What to do. Give a single number in reply. It is the count of lines below that contain the string "lawn".

Extracted information.
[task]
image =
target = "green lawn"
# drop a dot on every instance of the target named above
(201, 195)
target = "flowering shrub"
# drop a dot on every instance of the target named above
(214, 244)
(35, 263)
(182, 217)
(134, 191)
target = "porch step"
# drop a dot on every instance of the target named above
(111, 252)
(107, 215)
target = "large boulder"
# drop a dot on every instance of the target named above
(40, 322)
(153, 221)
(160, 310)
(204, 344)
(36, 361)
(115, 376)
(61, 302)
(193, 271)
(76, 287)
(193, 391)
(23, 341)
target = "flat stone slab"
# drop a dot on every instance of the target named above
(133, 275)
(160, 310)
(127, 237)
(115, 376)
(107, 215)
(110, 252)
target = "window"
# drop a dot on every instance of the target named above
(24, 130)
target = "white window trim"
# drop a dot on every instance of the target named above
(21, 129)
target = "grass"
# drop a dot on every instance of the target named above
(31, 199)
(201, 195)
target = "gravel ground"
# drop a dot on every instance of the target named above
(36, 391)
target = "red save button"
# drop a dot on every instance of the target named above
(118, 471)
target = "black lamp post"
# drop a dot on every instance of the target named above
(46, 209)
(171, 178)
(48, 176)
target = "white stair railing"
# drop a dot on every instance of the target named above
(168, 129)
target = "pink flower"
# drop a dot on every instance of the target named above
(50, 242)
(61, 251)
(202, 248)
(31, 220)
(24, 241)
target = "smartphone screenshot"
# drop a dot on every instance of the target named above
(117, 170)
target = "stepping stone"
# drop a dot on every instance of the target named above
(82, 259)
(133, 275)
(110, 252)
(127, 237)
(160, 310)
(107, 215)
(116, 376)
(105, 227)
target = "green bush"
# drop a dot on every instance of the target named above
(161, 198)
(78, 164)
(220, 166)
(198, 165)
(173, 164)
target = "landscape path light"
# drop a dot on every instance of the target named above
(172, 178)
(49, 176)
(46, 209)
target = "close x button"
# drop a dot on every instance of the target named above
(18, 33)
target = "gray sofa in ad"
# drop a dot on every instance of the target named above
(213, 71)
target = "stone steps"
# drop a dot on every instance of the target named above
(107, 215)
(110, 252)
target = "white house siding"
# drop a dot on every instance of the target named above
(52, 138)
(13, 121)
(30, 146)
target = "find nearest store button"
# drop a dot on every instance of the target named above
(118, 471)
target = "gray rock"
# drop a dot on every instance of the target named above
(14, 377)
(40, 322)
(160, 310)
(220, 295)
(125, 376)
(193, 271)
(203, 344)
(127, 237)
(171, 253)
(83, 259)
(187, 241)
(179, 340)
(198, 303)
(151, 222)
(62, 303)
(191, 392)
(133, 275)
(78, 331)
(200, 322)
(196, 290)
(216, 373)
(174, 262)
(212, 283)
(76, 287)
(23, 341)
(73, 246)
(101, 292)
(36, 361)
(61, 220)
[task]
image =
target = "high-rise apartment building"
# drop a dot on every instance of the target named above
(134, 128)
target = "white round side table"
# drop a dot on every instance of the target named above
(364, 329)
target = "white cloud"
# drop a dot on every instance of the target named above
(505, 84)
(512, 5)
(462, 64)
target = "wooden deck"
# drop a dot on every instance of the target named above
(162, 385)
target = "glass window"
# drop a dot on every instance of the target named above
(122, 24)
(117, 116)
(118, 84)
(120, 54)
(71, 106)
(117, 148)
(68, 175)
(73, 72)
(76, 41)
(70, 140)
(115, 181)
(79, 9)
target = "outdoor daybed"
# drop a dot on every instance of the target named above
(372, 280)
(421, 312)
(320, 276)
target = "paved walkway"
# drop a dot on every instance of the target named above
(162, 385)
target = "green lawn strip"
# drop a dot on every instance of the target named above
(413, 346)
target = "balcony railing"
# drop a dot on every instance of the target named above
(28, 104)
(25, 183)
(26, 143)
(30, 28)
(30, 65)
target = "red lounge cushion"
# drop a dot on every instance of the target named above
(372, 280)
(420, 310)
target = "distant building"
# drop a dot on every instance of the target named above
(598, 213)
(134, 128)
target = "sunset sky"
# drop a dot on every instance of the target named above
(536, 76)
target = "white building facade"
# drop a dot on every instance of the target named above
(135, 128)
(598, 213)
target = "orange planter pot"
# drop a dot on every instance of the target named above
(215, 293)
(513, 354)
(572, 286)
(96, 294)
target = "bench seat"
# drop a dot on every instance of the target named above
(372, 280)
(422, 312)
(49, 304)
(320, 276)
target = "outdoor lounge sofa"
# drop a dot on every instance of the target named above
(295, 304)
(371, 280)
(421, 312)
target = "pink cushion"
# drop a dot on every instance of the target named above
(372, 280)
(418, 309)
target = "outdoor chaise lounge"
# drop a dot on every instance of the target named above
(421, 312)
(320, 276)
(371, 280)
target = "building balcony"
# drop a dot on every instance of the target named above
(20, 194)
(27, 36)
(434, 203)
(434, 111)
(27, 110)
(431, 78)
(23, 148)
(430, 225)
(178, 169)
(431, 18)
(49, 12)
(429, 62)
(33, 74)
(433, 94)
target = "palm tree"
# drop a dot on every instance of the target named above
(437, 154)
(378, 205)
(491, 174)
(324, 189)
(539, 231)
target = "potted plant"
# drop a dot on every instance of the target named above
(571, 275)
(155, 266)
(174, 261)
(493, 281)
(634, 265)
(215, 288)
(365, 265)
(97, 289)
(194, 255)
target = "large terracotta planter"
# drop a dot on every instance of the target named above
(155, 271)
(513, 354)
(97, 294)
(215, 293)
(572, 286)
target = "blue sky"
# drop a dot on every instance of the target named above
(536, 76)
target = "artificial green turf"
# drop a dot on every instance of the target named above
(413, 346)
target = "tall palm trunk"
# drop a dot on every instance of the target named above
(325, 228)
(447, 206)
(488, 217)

Written solution. 2